Objectif 1> Relevez toutes les lignes des enregistrements qui contiennent la chaîne « dark », en tenant compte de la casse.

Extrait>
=======
Au final, c’est une simple question de convention. Cela a à peu près autant de sens que de se demander si les sous-marins nagent ou si les avions volent vraiment. Pour Turing, l’important n’est pas la façon dont nous désignons les capacités d’une machine, mais bien les limites de ce qu’elle est capable d’accomplir.
L’intelligence des machines se mesure à ce qu’elles peuvent nous faire croire
Notre meilleure chance de savoir si les machines pensent comme les humains est donc de déterminer dans quelle mesure elles peuvent le leur faire croire. Turing et la définition fournie par les organisateurs de la première conférence sur l’IA en 1956 suggèrent que « chaque aspect de l’apprentissage ou toute autre caractéristique de l’intelligence peut être si précisément décrit qu’une machine peut être conçue pour le simuler ». Pour chaque tâche arbitraire qu’un être humain doit exécuter, l’IA devrait être à même de simuler les performances ou les comportements humains avec un degré arbitraire de précision. C’est ce que le test de Turing a tenté de démontrer en analysant jusqu’à quel point une machine ou un ordinateur pouvait se faire passer pour un humain auprès d’un observateur dans le cadre d’une conversation non structurée. Dans la version du test de Turing, la machine devait faire croire à l’observateur qu’elle était une femme.
=======
Données de l'exercice>
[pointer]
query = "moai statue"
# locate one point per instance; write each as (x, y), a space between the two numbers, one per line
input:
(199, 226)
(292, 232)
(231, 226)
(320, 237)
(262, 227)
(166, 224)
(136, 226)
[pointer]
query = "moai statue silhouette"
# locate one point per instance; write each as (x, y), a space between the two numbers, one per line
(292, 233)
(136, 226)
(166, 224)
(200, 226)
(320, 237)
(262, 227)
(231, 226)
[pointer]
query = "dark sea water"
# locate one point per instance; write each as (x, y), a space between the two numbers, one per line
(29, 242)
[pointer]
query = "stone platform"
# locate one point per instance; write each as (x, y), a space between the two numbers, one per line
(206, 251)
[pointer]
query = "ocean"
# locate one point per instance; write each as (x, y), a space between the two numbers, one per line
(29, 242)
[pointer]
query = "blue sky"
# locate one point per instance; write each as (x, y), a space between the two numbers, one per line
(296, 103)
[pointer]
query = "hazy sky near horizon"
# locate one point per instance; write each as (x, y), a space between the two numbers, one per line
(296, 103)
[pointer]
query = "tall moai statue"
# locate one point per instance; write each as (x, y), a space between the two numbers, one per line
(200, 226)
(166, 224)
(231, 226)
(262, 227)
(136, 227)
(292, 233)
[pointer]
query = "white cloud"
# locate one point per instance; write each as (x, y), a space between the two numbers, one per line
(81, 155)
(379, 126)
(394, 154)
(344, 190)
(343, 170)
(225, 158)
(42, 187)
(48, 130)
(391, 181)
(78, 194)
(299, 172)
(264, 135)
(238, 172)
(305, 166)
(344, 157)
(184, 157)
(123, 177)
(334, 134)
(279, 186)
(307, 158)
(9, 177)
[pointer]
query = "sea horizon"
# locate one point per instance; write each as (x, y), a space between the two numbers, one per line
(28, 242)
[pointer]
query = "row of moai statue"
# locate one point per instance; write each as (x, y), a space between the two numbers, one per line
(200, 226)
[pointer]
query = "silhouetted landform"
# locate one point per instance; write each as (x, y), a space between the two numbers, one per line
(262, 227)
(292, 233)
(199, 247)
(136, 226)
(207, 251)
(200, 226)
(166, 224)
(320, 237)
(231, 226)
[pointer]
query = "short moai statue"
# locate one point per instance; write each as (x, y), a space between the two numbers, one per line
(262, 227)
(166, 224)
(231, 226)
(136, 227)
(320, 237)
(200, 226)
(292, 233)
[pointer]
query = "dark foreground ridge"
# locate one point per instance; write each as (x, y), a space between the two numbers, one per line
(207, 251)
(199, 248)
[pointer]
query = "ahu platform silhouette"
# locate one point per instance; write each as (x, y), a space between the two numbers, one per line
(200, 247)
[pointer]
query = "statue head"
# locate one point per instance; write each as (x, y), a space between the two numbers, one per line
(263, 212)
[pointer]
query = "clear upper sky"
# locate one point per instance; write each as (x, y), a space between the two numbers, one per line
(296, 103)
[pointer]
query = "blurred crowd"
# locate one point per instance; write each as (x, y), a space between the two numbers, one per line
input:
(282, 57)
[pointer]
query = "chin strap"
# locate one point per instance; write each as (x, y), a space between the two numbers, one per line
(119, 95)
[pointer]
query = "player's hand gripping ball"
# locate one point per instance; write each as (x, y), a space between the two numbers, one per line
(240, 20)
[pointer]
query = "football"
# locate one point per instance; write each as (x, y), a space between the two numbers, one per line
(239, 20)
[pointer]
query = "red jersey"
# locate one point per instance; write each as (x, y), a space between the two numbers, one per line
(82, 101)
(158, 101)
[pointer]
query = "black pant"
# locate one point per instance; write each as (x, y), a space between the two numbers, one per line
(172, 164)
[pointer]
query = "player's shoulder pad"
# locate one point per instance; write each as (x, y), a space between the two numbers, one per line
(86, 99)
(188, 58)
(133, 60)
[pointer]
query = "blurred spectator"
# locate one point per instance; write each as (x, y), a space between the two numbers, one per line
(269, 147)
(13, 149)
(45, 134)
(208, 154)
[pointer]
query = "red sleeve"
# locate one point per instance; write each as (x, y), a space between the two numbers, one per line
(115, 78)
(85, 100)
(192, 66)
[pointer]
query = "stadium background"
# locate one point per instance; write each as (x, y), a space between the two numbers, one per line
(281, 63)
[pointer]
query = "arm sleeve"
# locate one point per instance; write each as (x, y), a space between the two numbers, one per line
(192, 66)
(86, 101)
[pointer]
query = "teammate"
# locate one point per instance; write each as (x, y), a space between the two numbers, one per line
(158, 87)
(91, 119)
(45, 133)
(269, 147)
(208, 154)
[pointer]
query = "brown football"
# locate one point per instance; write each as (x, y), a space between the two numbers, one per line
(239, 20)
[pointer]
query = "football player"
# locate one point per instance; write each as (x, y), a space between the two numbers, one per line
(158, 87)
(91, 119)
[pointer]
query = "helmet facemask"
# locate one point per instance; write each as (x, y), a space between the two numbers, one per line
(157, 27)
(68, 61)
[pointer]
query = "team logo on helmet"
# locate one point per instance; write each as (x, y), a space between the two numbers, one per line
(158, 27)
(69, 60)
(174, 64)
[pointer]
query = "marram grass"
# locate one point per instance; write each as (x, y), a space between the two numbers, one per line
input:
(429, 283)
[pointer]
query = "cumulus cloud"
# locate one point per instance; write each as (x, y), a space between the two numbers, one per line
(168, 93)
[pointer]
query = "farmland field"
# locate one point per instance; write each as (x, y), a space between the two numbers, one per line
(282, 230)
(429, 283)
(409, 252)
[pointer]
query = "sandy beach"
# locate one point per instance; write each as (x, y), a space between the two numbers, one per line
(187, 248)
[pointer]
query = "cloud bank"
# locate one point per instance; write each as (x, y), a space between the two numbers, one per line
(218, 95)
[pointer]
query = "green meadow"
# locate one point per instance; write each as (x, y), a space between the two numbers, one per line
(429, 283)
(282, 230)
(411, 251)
=======
Objectif 2> Réécrivez l'extrait sur Turing en partant de « Au final, c’est » et en terminant par « est capable d’accomplir. », avec « oiseaux » à la place de « avions ».

Corrigé 1>
query = "dark sea water"
query = "dark foreground ridge"

Corrigé 2>
Au final, c’est une simple question de convention. Cela a à peu près autant de sens que de se demander si les sous-marins nagent ou si les oiseaux volent vraiment. Pour Turing, l’important n’est pas la façon dont nous désignons les capacités d’une machine, mais bien les limites de ce qu’elle est capable d’accomplir.